GIVEN EXERCISE →
Pick up the forum thread about model train brands at the point where it stops and keep writing it.

EXTRACTED TEXT →
○ ○ ○ ○ ○

Can't speak for Atlas as I've never had one.


----------



## sawgunner

sbeck80 said:


> Can't speak for Atlas as I've never had one.


here is how an older Atlas pulls




I've had numerous Bachmann's in the past in cluding 2 of the DDA40X those pulled very well however the large gashes front and rear kill the models looks.

any other of the newer Bachmann's i have not had and probably won't.

I've had new Athearn's and BB ones and they are great for pulling on both counts obviously the looks are better above blue box. also stupidly easy to work on.

Atlas, I've had a few the older ones are lacking in detail but the newest ones are nice and are good pullers

Kato I've only had one an SD80MAC very nice detail (you have to add it off of the pieces hiding under the model in the box. for doing it for the first time takes a couple hours and you'll be cussin'.

good puller and the LED's were a plus


----------



## sbeck80

sawgunner said:


> here is how an older Atlas pulls
> 
> 
> 
> 
> I've had numerous Bachmann's in the past in cluding 2 of the DDA40X those pulled very well however the large gashes front and rear kill the models looks.
> 
> any other of the newer Bachmann's i have not had and probably won't.
> 
> I've had new Athearn's and BB ones and they are great for pulling on both counts obviously the looks are better above blue box. also stupidly easy to work on.
> 
> Atlas, I've had a few the older ones are lacking in detail but the newest ones are nice and are good pullers
> 
> Kato I've only had one an SD80MAC very nice detail (you have to add it off of the pieces hiding under the model in the box. for doing it for the first time takes a couple hours and you'll be cussin'.
> 
> good puller and the LED's were a plus


That's the biggest thing that bugs me about Athearn - those stupid little bulbs. It really can't be that much more work for Athearn to put in led's, so why continue with bulbs that burn out so quickly?? 

I like Bachmann rolling stock - the Silver Series stuff is good. I don't think I'll be buying any more Bachmann engines though now that I've experienced Kato and Athearn. 
And I actually like a lot of the Model Power rolling stock too - easy enough to swap out metal wheels and couplers, and they look pretty decent too.


----------



## sawgunner

ya those bulbs are dumb but then again would you rather have the one large bulb that use to connect to the contact bar across the top of the motor and light up everything but the headlights? LOL


----------



## Cprail43

sbeck80 said:


> I like Bachmann rolling stock - the Silver Series stuff is good. I don't think I'll be buying any more Bachmann engines though now that I've experienced Kato and Athearn.
> And I actually like a lot of the Model Power rolling stock too - easy enough to swap out metal wheels and couplers, and they look pretty decent too.


I totally agree. Like I said earlier, I own two Silver Series cylindrical hoppers. And I recently bought a Model Power CN boxcar. Rides beautifully! Can't say the suck, can you!


----------



## gc53dfgc

RT_Coker said:


> I have many Bachmann products, and have had very few problems overall. But the technical support is ...
> 
> So far I like my Bachmann-Dynamis DCC System. It is a good deal at the $71.00 price.

○ ○ ○ ○ ○

DATA EXCERPT →
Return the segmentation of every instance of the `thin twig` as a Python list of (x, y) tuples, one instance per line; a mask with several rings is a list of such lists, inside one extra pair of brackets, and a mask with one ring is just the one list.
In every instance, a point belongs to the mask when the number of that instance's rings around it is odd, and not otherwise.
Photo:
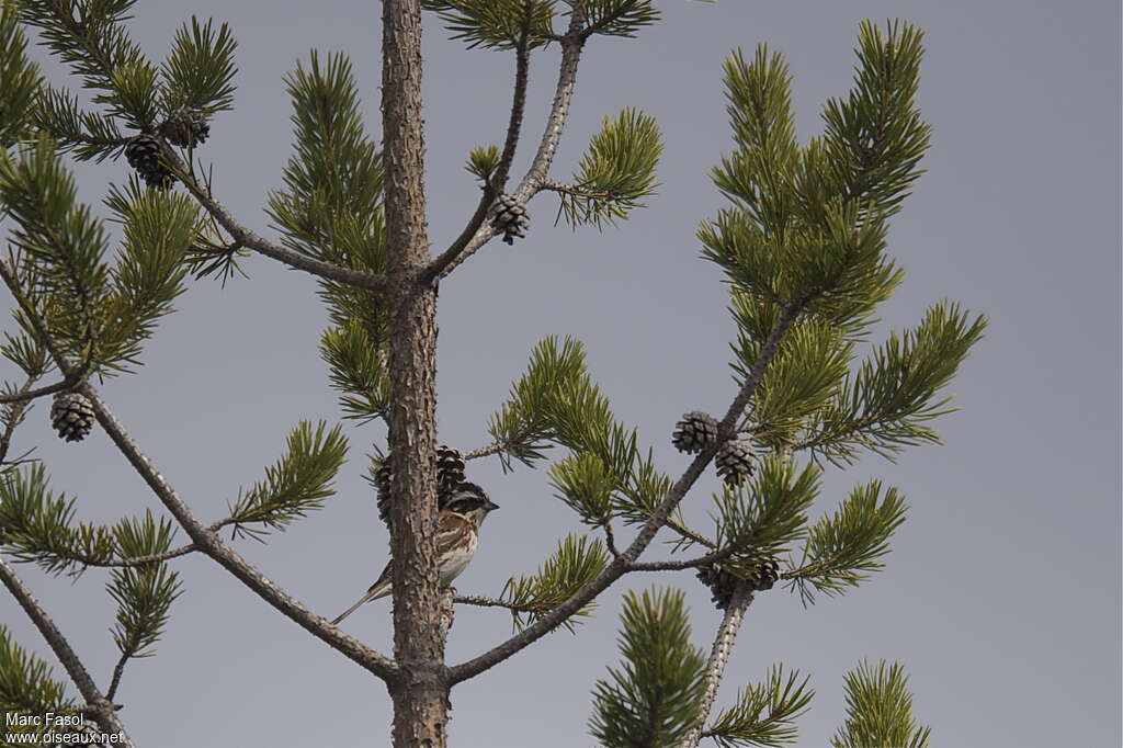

○ ○ ○ ○ ○

EXERCISE ANSWER →
> 
> But Be Aware that this product does not work well with the E-Z Command 5 Amp Power Booster and E-Z Command DCC Automatic Reverse Loop Module. The Dynamis manual uses the words "can be used with" very loosely. The Dynamis was apparently NOT design to be used with these products. The Bachmann/USA forum can NOT be trusted to provide accurate information on the problems or use of Dynamis. User information posted on this forum about problems/issues with Bachmann products (and practically Dynamis) is subject to becoming "either missing or off limits" for reasons that are outside of its "Code of Conduct".
> 
> Bob


I have to counter you on this. I own both the Dynamis and the ez-command 5 amp booster. They both work perfectly fine together if they are turned on in the right sequence, which should be booster first then the Dynamis. This keeps the system from detecting a short as the more powerful booster comes on if the Dynamis is powered up first.


----------



## Mr.Buchholz

I love Bachmann locos and rolling stock. Yes, I have had the odd one that had a crap coupler or two, but I just replaced them with brand new Kadees. Otherwise, no problems.

I only ran into issues when I started buying (and stopped rather quickly) some Tyco rolling stock, and two locos (all of which are long gone now). I find Tyco products are pain in the waiting, especially some of the locos.

-J.


----------



## N scale catastrophe

At the risk of repeating myself... I wouldn't go so far as to say it is a bad product, just that you get what you pay for. I started out with 2 Bachmann engines, they were fine. Just didn't realize that fine wasn't what I wanted until I got my Athearn. If you buy a Bachmann engine make sure it is a new model and be ready to have spotless track and to do some fairly heavy maintenance work on the engine itself. As long as you know what you're getting into they are a fine product, just go in with open eyes.


----------



## Big Ed

title, Why Bachmann Ducks. 

When will someone correct this?


----------



## New Berlin RR

ive had both good and bad with Bachmann (or Botchmann as some call them), there freight cars are ehh a mix, the engines hit or miss really, I have had super runners and others that wern't that great but hey all MFGs have there bad batches and good batches...defects and all...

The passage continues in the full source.